Records supplied

══════

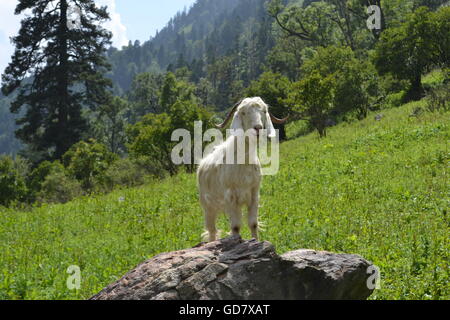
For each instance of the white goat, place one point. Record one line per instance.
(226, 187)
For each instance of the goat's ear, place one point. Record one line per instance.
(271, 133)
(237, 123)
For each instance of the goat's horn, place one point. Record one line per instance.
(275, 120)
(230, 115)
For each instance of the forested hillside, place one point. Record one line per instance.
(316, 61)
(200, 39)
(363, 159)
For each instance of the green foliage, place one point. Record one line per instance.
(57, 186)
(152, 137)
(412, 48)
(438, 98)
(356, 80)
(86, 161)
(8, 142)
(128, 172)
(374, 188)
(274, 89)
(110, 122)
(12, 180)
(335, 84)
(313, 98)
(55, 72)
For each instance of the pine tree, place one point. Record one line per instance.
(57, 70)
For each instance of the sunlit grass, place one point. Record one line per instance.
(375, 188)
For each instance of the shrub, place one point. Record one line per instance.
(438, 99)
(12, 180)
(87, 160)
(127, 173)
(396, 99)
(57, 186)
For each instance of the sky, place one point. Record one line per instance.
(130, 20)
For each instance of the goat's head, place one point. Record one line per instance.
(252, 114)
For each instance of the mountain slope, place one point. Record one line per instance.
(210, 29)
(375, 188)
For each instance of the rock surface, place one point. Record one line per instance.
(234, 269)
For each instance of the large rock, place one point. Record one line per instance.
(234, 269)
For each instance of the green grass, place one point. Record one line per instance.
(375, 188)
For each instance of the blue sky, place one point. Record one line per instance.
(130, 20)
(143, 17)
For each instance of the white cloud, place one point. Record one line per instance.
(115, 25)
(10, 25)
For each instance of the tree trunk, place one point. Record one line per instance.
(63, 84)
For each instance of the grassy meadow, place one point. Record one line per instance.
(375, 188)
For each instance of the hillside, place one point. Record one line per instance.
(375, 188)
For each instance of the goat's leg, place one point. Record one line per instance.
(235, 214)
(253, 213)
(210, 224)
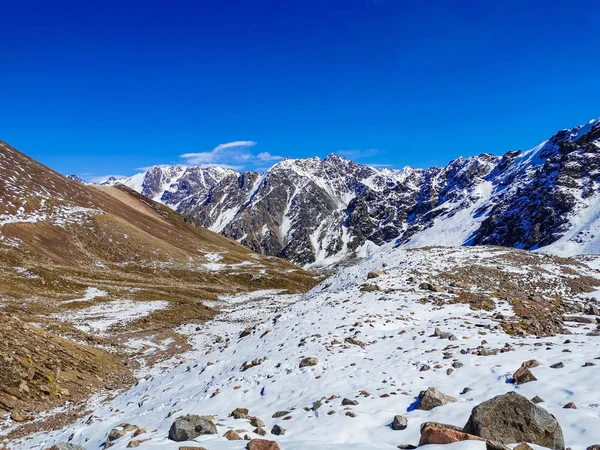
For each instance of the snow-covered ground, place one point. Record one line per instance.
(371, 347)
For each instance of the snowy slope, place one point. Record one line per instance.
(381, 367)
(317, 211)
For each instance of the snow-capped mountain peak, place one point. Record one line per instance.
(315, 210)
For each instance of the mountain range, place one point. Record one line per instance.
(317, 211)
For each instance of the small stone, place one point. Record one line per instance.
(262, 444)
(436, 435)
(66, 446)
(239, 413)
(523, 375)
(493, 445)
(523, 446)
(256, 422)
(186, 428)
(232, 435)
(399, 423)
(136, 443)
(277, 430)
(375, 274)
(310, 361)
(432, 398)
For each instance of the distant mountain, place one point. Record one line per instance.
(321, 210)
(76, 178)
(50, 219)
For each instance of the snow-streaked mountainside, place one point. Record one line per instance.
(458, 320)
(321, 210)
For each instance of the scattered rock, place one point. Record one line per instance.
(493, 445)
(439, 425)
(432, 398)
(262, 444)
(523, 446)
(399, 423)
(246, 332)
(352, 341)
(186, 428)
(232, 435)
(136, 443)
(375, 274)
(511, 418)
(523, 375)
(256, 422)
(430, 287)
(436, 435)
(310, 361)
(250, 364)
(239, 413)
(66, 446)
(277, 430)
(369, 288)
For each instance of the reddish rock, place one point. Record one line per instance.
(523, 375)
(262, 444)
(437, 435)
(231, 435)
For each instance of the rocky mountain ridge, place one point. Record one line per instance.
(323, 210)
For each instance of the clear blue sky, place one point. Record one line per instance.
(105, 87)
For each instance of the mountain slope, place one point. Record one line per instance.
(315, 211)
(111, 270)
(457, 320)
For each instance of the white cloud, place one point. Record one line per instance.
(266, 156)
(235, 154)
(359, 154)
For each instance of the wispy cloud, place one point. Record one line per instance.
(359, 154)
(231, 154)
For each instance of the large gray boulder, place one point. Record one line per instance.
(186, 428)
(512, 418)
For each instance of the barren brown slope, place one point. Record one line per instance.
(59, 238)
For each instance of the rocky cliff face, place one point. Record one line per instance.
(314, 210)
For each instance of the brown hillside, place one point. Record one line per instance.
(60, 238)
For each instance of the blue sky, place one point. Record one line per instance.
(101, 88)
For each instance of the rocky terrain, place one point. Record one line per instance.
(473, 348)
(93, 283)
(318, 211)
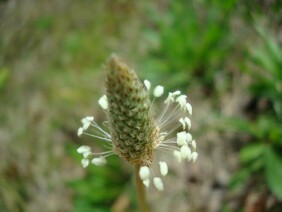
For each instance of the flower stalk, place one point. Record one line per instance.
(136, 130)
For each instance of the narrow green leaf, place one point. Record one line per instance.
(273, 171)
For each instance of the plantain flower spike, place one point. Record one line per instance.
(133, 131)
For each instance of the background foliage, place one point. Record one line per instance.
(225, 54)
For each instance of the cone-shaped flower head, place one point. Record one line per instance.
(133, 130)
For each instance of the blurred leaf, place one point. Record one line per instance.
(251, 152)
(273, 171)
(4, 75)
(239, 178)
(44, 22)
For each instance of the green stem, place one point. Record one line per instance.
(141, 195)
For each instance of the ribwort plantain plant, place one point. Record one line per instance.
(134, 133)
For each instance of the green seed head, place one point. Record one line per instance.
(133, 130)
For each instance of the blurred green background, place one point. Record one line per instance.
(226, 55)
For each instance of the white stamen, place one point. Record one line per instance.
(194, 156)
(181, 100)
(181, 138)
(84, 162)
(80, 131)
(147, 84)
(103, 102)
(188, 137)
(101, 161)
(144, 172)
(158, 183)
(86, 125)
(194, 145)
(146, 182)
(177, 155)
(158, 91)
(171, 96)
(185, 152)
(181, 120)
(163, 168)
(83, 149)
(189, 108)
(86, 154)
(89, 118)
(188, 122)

══════

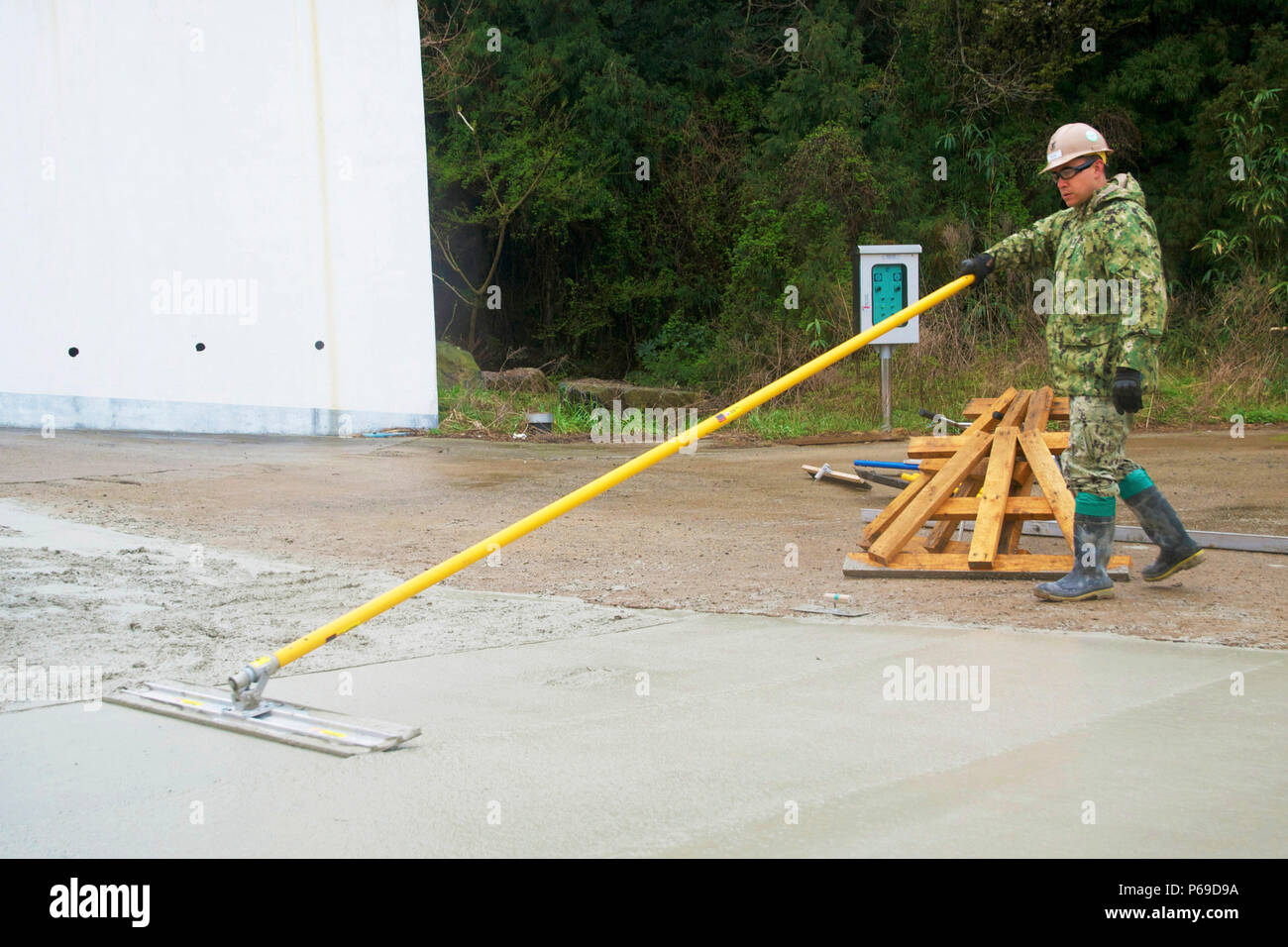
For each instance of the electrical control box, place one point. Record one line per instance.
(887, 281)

══════

Goal
Return each line of the records that contains the word "foliage", copied in full.

Expected output
For each instance of the green foliage, place one point. Record one line per instance.
For each instance of the background foliage, place one point. Record one line per instance.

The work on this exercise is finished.